Excerpt provided ->

Planning to install a Victron inverter/charger which has a automatic transfer switch. My AC neutrals all tie to a common buss and then disappear behind non-removable structure so I can't see which ones go with the specific hot leads. It would be much easier to include all the neutrals when connecting to the inverter transfer, however, I don't know if having the neutrals that do not have respective hot leads connected when using inverted power is an issue. If so, anyone know an easy way to identify which neutrals go with which hot leads?
You can use a signal wire/circuit tracer. You have to disconnect the nuetral from the bus, hook the signal generator to it then go hunting to outlets ect.. with the receiver to find signal.
Bud
 
I have installed two Multiplus II inverters and because the inverter switches the L1, L2, Neutral and ground at the same time, I simply connected the inverter in between the shore power/genset switch output, and the panel busses for all 4 of those interfaces. I don't think there's any need to isolate specific neutrals.
 
You should move the neutrals for inverted loads onto a separate bus. Otherwise if you plug into a dock with an ELCI breaker with the inverter on and let it auto-transfer, you may trip the ELCI breaker.

The inverter bonds the output neutral to ground while inverting and releases that bond when passing shore power through. If all of the neutrals are tied together, the input neutral will be bonded to ground for the first few seconds after you plug in before the inverter switches over. If there are any loads drawing power that don't go through the inverter, that neutral / ground bond will cause an ELCI trip (the inverter loads won't be an issue as they won't draw shore power until the inverter switches over and releases the N/G bond).
 
The short answer to your problem. Turn off all AC power to and on the boat. Disconnect all the neutrals. Then due a continuity test on each neutral. Label it. To do this you will need a multimeter, a 50’ piece of wire and two alligator clips.

Read rslifkin’s post as to why.

Tasks and exercises ->
(A) Repeat the stretch of the inverter discussion from "I have installed" through "isolate specific neutrals.", updating it so that "panel busses" becomes "panel bus bars".
(B) State whether each statement agrees with the inverter discussion, answering yes or no and quoting the deciding words: (i) The inverter bonds the output neutral to ground while inverting. (ii) The continuity test method calls for a 100-foot piece of wire. (iii) The person who installed two inverters believes specific neutrals must be isolated.

Given entries ->
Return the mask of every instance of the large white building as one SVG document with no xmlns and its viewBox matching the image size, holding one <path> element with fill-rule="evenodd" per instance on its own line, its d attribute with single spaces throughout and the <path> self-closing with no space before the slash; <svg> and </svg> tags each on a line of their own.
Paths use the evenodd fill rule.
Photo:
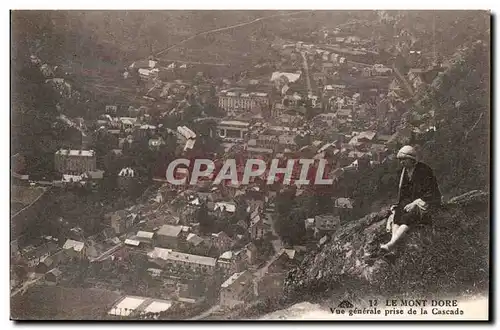
<svg viewBox="0 0 500 330">
<path fill-rule="evenodd" d="M 219 107 L 228 114 L 261 111 L 269 107 L 269 95 L 267 93 L 221 91 L 219 93 Z"/>
<path fill-rule="evenodd" d="M 80 175 L 96 170 L 96 154 L 94 150 L 60 149 L 55 154 L 55 168 L 63 174 Z"/>
<path fill-rule="evenodd" d="M 162 266 L 193 271 L 198 274 L 211 274 L 215 271 L 216 259 L 170 249 L 154 248 L 148 253 L 149 259 Z"/>
<path fill-rule="evenodd" d="M 217 125 L 217 133 L 226 140 L 243 140 L 248 133 L 250 123 L 239 120 L 223 120 Z"/>
</svg>

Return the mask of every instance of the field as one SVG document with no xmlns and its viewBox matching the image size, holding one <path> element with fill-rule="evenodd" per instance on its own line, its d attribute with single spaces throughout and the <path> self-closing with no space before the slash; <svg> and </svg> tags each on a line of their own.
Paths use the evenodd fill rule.
<svg viewBox="0 0 500 330">
<path fill-rule="evenodd" d="M 16 320 L 92 320 L 103 313 L 120 294 L 99 289 L 38 286 L 11 300 L 11 318 Z"/>
</svg>

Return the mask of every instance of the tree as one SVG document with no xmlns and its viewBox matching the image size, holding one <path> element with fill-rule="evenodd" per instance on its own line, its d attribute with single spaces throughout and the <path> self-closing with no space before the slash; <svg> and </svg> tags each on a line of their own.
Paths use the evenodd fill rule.
<svg viewBox="0 0 500 330">
<path fill-rule="evenodd" d="M 214 229 L 214 219 L 208 213 L 208 207 L 205 202 L 203 202 L 195 214 L 196 222 L 200 224 L 200 231 L 202 233 L 211 233 Z"/>
</svg>

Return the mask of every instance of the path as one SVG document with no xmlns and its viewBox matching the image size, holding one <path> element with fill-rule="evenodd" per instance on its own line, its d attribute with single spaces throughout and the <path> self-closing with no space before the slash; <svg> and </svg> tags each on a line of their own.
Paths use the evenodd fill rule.
<svg viewBox="0 0 500 330">
<path fill-rule="evenodd" d="M 26 292 L 26 290 L 28 290 L 31 286 L 35 285 L 35 283 L 40 281 L 43 277 L 44 274 L 35 274 L 35 278 L 27 280 L 26 282 L 23 283 L 23 285 L 21 285 L 21 287 L 11 292 L 10 297 L 13 298 L 19 293 Z"/>
<path fill-rule="evenodd" d="M 94 262 L 94 261 L 103 261 L 104 259 L 106 259 L 107 257 L 109 257 L 110 255 L 112 255 L 114 252 L 116 252 L 119 248 L 121 248 L 123 246 L 123 242 L 113 246 L 112 248 L 110 248 L 109 250 L 105 251 L 103 254 L 101 254 L 100 256 L 98 256 L 97 258 L 94 258 L 92 260 L 90 260 L 91 262 Z"/>
<path fill-rule="evenodd" d="M 304 67 L 304 73 L 306 75 L 306 86 L 307 86 L 307 92 L 312 93 L 312 88 L 311 88 L 311 79 L 309 77 L 309 65 L 307 64 L 307 57 L 304 52 L 300 52 L 300 55 L 302 55 L 302 65 Z"/>
<path fill-rule="evenodd" d="M 410 93 L 411 96 L 413 96 L 414 92 L 413 92 L 413 89 L 411 88 L 410 83 L 408 82 L 408 80 L 406 80 L 406 78 L 401 74 L 401 72 L 396 67 L 396 65 L 393 64 L 392 68 L 394 69 L 394 72 L 396 73 L 396 75 L 398 76 L 398 78 L 403 82 L 403 84 L 404 84 L 404 86 L 406 88 L 406 91 L 408 93 Z"/>
<path fill-rule="evenodd" d="M 205 32 L 200 32 L 200 33 L 197 33 L 189 38 L 186 38 L 178 43 L 176 43 L 175 45 L 172 45 L 168 48 L 165 48 L 161 51 L 159 51 L 158 53 L 155 54 L 155 56 L 160 56 L 161 54 L 163 53 L 166 53 L 168 52 L 169 50 L 172 50 L 184 43 L 186 43 L 187 41 L 189 40 L 192 40 L 196 37 L 199 37 L 199 36 L 203 36 L 203 35 L 207 35 L 207 34 L 210 34 L 210 33 L 215 33 L 215 32 L 221 32 L 221 31 L 225 31 L 225 30 L 230 30 L 230 29 L 234 29 L 234 28 L 238 28 L 238 27 L 242 27 L 242 26 L 246 26 L 246 25 L 250 25 L 250 24 L 254 24 L 254 23 L 257 23 L 257 22 L 260 22 L 260 21 L 263 21 L 263 20 L 268 20 L 268 19 L 271 19 L 271 18 L 277 18 L 277 17 L 285 17 L 285 16 L 293 16 L 293 15 L 298 15 L 298 14 L 303 14 L 303 13 L 310 13 L 312 12 L 311 10 L 302 10 L 302 11 L 298 11 L 298 12 L 294 12 L 294 13 L 288 13 L 288 14 L 277 14 L 277 15 L 270 15 L 270 16 L 265 16 L 265 17 L 260 17 L 260 18 L 257 18 L 257 19 L 254 19 L 252 21 L 249 21 L 249 22 L 245 22 L 245 23 L 239 23 L 239 24 L 234 24 L 234 25 L 230 25 L 230 26 L 226 26 L 226 27 L 221 27 L 221 28 L 217 28 L 217 29 L 212 29 L 212 30 L 208 30 L 208 31 L 205 31 Z"/>
<path fill-rule="evenodd" d="M 206 311 L 202 312 L 201 314 L 198 314 L 196 316 L 193 316 L 189 318 L 188 320 L 201 320 L 204 319 L 205 317 L 210 316 L 210 314 L 218 311 L 220 309 L 220 305 L 215 305 L 207 309 Z"/>
</svg>

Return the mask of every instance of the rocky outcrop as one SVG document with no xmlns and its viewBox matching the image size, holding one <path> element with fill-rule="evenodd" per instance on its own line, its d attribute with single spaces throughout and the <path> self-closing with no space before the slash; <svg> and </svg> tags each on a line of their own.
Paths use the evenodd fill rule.
<svg viewBox="0 0 500 330">
<path fill-rule="evenodd" d="M 288 297 L 319 298 L 346 283 L 377 294 L 487 288 L 488 201 L 489 194 L 481 191 L 450 199 L 431 224 L 415 227 L 390 256 L 367 253 L 389 239 L 388 209 L 347 223 L 288 274 Z"/>
</svg>

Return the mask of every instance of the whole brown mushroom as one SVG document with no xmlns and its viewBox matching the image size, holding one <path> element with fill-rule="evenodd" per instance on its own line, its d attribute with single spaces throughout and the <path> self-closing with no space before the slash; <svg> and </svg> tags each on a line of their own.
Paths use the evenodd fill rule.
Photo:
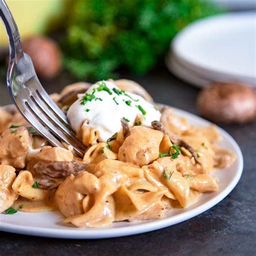
<svg viewBox="0 0 256 256">
<path fill-rule="evenodd" d="M 58 44 L 42 36 L 33 36 L 22 43 L 23 51 L 32 59 L 39 77 L 50 79 L 55 77 L 62 67 L 62 55 Z"/>
<path fill-rule="evenodd" d="M 256 93 L 241 84 L 213 83 L 197 98 L 200 114 L 217 123 L 245 123 L 256 118 Z"/>
</svg>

In response ->
(A)
I have installed two Multiplus II inverters and because the inverter switches the L1, L2, Neutral and ground at the same time, I simply connected the inverter in between the shore power/genset switch output, and the panel bus bars for all 4 of those interfaces. I don't think there's any need to isolate specific neutrals.

(B)
(i) Yes: "The inverter bonds the output neutral to ground while inverting"
(ii) No: "a 50’ piece of wire and two alligator clips"
(iii) No: "I don't think there's any need to isolate specific neutrals."